Section 9. Members who shall have attained the age of fifty-five or a later age and shall pay to the Society the amount of ten times the dues they are assessed for the current year shall be relieved of further payment of dues. This Life Membership status is subject to termination should the Life Member not qualify for continuing membership under Sections 2 or 3 of this Article III.

Section 10. Members who have been members for forty consecutive years shall become lifetime members and shall be relieved of further payment of dues.

Article IV
BOARD OF DIRECTORS

Section 1. The management of the business and affairs of the Society shall be vested in the Board of Directors of twenty-four (24) members in good standing, of which eighteen (18) shall be elected by the Society members (the "Coordinating Directors") and the other six (6) shall be the six (6) elected officers of the Society, other than the Assistant Secretary (the "Officer Directors").

Section 2. The Coordinating Directors and the Officer Directors acting together shall be referred to as the "Full Board". The Officer Directors, acting in their capacities as Directors of the Society, shall be referred to as the "Executive Committee". The duties of the Full Board are set forth in Article V below. The duties of the Executive Committee are set forth in Article VI below. The duties of the Coordinating Directors are set forth in Article VII below.

Article V
THE FULL BOARD

Section 1. The Full Board shall make the following determinations on behalf of the Society

  • (a) A decision to increase or decrease member dues;
  • (b) The approval of the annual budget of the Society and all amendments thereto;
  • (c) The approval of the financial statements of the Society;
  • (d) Decisions regarding the functions and activities of the various committees of the Society, other than the committees overviewed by the Executive Committee pursuant to Article VI, Section 4 (the "EC Committees");
  • (e) The approval of the committee chairmen appointed by the President other than Committee Chairmen that are specifically filled pursuant to other provisions of these Bylaws and chairmen of the EC Committees;
  • (f) A decision to propose and draft the content of amendments to the Articles of Incorporation, Bylaws and other organizational documents of the Society and to submit such amendments to a vote of the Members when required;
  • (g) The appointment of three (3) members to the Nominating Committee as described in Article XI, Section 1; and
  • (h) The appointment of three (3) Coordinating Directors to the Audit Committee as described in Article XI, Section 2 and the approval of the selection of the Society auditors and the resulting audit reports.

- Task instructions
**1.** List every term the bylaws excerpt defines by placing it in quotation marks.
**2.** Reproduce word for word the portion of the bylaws excerpt starting at "Section 1. The management" and ending at "Article VII below.".
Rely on the bylaws excerpt alone.

[Excerpts from point annotation data]
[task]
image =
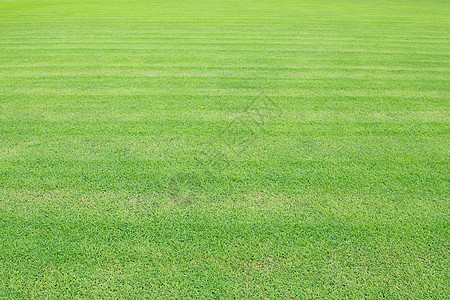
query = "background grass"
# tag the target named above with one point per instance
(132, 167)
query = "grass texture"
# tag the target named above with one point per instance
(212, 149)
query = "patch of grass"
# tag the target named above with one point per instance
(220, 149)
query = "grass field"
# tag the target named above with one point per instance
(218, 149)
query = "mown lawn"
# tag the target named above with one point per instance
(218, 149)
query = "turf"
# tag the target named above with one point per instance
(219, 149)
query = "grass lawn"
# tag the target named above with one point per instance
(212, 149)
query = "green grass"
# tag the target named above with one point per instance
(132, 167)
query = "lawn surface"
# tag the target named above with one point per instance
(219, 149)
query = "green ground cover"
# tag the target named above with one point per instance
(220, 149)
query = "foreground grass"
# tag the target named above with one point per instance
(133, 165)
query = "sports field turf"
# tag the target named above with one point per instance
(218, 149)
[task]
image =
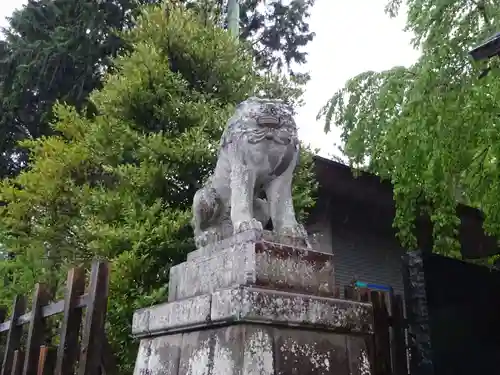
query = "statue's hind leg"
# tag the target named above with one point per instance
(206, 215)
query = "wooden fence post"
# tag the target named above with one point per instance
(36, 330)
(381, 336)
(93, 333)
(14, 335)
(67, 352)
(398, 342)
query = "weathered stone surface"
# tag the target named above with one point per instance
(243, 237)
(316, 353)
(249, 349)
(359, 357)
(246, 304)
(170, 316)
(159, 356)
(260, 305)
(196, 353)
(262, 264)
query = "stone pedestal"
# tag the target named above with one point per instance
(254, 306)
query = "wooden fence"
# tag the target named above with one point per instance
(389, 350)
(78, 348)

- The replies
**1.**
- Coordinating Directors
- Officer Directors
- Full Board
- Executive Committee
- EC Committees

**2.**
Section 1. The management of the business and affairs of the Society shall be vested in the Board of Directors of twenty-four (24) members in good standing, of which eighteen (18) shall be elected by the Society members (the "Coordinating Directors") and the other six (6) shall be the six (6) elected officers of the Society, other than the Assistant Secretary (the "Officer Directors").

Section 2. The Coordinating Directors and the Officer Directors acting together shall be referred to as the "Full Board". The Officer Directors, acting in their capacities as Directors of the Society, shall be referred to as the "Executive Committee". The duties of the Full Board are set forth in Article V below. The duties of the Executive Committee are set forth in Article VI below. The duties of the Coordinating Directors are set forth in Article VII below.